EXERCISE REQUIREMENTS -> Report every line of the entries that contains the word "leather".

BEGIN RECORDS FOR THIS TASK

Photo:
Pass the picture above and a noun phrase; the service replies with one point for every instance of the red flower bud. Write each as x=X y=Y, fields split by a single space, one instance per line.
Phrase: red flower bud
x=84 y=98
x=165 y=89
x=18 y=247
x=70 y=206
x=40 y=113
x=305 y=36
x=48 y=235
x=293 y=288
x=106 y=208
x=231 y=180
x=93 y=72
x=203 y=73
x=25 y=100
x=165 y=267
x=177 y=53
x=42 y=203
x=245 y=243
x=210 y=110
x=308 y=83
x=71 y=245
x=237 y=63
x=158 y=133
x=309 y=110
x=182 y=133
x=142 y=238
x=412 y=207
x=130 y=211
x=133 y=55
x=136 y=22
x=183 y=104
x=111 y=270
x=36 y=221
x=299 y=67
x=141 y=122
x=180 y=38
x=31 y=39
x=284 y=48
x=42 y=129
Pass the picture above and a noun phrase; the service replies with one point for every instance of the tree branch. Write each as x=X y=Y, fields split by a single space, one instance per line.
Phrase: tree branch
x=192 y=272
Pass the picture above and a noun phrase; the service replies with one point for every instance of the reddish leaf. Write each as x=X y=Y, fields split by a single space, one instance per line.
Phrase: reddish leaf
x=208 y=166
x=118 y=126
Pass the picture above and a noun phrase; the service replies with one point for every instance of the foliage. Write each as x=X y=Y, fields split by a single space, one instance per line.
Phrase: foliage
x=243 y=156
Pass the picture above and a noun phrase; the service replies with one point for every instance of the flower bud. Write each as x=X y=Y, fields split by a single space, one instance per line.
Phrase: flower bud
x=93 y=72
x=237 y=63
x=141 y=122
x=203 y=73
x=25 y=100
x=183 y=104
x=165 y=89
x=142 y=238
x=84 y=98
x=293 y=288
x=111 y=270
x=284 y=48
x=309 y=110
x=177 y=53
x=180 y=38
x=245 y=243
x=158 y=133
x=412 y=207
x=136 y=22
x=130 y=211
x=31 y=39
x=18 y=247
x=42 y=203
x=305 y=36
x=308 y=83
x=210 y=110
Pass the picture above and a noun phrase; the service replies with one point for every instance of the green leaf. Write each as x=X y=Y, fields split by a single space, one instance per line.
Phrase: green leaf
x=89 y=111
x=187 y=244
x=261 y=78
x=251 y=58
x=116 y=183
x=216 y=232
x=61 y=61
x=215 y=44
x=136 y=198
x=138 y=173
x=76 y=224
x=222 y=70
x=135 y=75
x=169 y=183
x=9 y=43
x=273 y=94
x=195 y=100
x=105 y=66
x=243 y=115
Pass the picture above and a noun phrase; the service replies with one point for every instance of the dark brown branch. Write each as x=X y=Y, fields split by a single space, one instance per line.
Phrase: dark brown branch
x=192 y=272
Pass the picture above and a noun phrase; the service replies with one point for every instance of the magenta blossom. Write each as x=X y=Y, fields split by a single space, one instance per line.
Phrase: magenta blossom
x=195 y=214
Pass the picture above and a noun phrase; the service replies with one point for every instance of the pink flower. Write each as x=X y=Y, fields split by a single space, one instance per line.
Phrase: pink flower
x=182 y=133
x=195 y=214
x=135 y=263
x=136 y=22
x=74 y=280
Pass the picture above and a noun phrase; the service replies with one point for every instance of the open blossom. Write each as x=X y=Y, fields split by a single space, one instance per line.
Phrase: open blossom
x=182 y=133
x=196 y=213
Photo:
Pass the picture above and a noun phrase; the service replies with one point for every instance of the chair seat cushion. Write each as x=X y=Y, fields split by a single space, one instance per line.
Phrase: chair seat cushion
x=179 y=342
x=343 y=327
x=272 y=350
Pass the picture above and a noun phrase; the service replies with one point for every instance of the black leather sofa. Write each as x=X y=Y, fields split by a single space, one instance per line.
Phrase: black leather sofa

END RECORDS FOR THIS TASK

YOUR RESPONSE ->
Pass the picture above and a noun phrase; the service replies with one point for every instance of the black leather sofa. Write each as x=X y=Y, fields split by a single space, one instance per line.
Phrase: black leather sofa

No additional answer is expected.